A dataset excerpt

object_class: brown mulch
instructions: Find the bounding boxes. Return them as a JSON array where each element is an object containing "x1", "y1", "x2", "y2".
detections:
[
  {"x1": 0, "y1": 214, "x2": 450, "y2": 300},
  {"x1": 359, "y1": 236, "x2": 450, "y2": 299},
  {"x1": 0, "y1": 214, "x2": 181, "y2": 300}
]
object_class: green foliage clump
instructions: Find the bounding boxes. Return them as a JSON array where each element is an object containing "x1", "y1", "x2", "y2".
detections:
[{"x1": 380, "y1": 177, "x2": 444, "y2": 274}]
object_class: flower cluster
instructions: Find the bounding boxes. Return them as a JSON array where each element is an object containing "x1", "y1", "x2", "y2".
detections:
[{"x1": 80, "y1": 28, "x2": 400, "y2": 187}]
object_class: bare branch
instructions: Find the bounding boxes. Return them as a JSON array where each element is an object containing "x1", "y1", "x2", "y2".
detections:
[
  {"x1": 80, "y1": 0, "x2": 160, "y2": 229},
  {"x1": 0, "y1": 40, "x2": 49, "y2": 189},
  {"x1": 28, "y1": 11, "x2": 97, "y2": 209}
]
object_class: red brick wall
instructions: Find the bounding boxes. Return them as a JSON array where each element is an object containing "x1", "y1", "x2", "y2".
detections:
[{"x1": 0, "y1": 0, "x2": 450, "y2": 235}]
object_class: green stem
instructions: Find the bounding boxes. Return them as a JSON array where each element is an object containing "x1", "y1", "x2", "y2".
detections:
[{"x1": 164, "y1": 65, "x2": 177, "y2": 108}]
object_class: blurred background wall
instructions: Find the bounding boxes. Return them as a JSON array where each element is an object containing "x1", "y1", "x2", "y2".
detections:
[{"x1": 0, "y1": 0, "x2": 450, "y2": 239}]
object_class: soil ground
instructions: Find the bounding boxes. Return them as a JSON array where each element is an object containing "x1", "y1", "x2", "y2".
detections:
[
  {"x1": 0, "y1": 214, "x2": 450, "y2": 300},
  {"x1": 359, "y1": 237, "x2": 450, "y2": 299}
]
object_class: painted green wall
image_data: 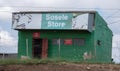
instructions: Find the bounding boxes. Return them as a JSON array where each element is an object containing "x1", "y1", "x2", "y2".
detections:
[
  {"x1": 94, "y1": 13, "x2": 113, "y2": 62},
  {"x1": 40, "y1": 30, "x2": 94, "y2": 61},
  {"x1": 18, "y1": 13, "x2": 112, "y2": 62},
  {"x1": 18, "y1": 30, "x2": 94, "y2": 61}
]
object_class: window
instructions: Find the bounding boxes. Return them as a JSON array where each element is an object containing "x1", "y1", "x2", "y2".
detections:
[
  {"x1": 74, "y1": 38, "x2": 85, "y2": 46},
  {"x1": 52, "y1": 39, "x2": 59, "y2": 44},
  {"x1": 64, "y1": 39, "x2": 72, "y2": 45}
]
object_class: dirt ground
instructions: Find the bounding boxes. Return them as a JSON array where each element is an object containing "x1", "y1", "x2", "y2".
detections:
[{"x1": 0, "y1": 63, "x2": 120, "y2": 71}]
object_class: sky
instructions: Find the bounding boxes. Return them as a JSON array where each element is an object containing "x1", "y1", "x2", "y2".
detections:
[{"x1": 0, "y1": 0, "x2": 120, "y2": 63}]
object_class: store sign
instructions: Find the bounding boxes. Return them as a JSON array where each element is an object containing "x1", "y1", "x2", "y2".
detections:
[
  {"x1": 12, "y1": 12, "x2": 89, "y2": 30},
  {"x1": 41, "y1": 13, "x2": 72, "y2": 29}
]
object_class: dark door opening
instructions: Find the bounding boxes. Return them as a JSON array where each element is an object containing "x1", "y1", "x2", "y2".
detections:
[{"x1": 33, "y1": 38, "x2": 42, "y2": 58}]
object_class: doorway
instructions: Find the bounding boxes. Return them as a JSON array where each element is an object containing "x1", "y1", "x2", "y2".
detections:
[{"x1": 33, "y1": 38, "x2": 42, "y2": 58}]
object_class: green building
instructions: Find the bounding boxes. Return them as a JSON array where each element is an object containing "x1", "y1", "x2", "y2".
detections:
[{"x1": 12, "y1": 11, "x2": 113, "y2": 63}]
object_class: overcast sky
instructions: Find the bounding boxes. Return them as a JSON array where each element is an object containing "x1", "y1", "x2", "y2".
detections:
[{"x1": 0, "y1": 0, "x2": 120, "y2": 61}]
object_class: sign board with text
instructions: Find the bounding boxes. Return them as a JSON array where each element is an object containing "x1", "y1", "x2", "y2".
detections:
[{"x1": 12, "y1": 12, "x2": 92, "y2": 30}]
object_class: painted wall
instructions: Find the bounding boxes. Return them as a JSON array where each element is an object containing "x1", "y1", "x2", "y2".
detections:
[
  {"x1": 18, "y1": 13, "x2": 112, "y2": 62},
  {"x1": 94, "y1": 13, "x2": 113, "y2": 62},
  {"x1": 18, "y1": 30, "x2": 94, "y2": 61}
]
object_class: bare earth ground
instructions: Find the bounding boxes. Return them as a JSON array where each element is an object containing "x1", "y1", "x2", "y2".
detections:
[{"x1": 0, "y1": 63, "x2": 120, "y2": 71}]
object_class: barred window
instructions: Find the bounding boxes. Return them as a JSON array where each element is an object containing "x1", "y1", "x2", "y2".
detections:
[
  {"x1": 74, "y1": 38, "x2": 85, "y2": 46},
  {"x1": 52, "y1": 39, "x2": 59, "y2": 44}
]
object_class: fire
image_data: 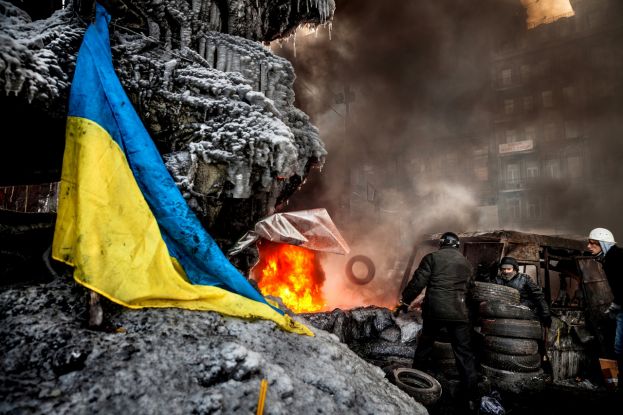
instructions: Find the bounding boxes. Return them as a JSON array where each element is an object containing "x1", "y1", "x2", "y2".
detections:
[{"x1": 252, "y1": 241, "x2": 325, "y2": 313}]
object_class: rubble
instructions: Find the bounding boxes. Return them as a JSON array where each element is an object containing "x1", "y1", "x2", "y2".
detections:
[{"x1": 0, "y1": 275, "x2": 427, "y2": 414}]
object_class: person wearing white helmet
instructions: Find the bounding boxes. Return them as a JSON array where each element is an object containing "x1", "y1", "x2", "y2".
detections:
[{"x1": 587, "y1": 228, "x2": 623, "y2": 392}]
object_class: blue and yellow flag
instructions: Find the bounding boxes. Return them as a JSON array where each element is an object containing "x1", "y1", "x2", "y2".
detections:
[{"x1": 52, "y1": 4, "x2": 312, "y2": 335}]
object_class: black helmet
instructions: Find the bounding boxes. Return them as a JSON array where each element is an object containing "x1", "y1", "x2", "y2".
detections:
[
  {"x1": 439, "y1": 232, "x2": 461, "y2": 248},
  {"x1": 500, "y1": 256, "x2": 519, "y2": 271}
]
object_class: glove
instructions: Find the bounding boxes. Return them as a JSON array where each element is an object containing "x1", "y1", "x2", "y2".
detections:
[
  {"x1": 394, "y1": 303, "x2": 409, "y2": 317},
  {"x1": 541, "y1": 316, "x2": 552, "y2": 328},
  {"x1": 604, "y1": 303, "x2": 621, "y2": 320}
]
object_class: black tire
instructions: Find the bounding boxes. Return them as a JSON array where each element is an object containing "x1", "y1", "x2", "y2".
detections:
[
  {"x1": 480, "y1": 301, "x2": 536, "y2": 320},
  {"x1": 346, "y1": 255, "x2": 376, "y2": 285},
  {"x1": 480, "y1": 364, "x2": 545, "y2": 393},
  {"x1": 482, "y1": 351, "x2": 541, "y2": 373},
  {"x1": 393, "y1": 367, "x2": 441, "y2": 405},
  {"x1": 481, "y1": 318, "x2": 543, "y2": 339},
  {"x1": 473, "y1": 281, "x2": 519, "y2": 304},
  {"x1": 431, "y1": 342, "x2": 454, "y2": 360},
  {"x1": 484, "y1": 336, "x2": 539, "y2": 356},
  {"x1": 435, "y1": 358, "x2": 459, "y2": 378}
]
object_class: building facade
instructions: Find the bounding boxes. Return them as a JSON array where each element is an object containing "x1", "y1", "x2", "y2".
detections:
[{"x1": 490, "y1": 0, "x2": 623, "y2": 232}]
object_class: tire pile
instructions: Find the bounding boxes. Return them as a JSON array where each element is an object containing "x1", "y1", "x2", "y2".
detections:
[{"x1": 474, "y1": 282, "x2": 543, "y2": 393}]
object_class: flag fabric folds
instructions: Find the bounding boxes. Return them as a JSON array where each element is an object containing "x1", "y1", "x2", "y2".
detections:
[{"x1": 52, "y1": 4, "x2": 312, "y2": 335}]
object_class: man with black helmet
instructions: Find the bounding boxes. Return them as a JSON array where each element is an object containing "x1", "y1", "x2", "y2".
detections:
[
  {"x1": 493, "y1": 256, "x2": 552, "y2": 327},
  {"x1": 400, "y1": 232, "x2": 478, "y2": 408}
]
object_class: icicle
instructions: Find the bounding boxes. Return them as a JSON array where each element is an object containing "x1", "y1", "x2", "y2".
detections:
[
  {"x1": 292, "y1": 30, "x2": 296, "y2": 58},
  {"x1": 205, "y1": 43, "x2": 216, "y2": 68},
  {"x1": 216, "y1": 45, "x2": 227, "y2": 72}
]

- [Given task]:
Pull out every line from the rows above that contains the word "bare", and copy each one.

- [Right answer]:
object_class: bare branch
object_class: bare earth ground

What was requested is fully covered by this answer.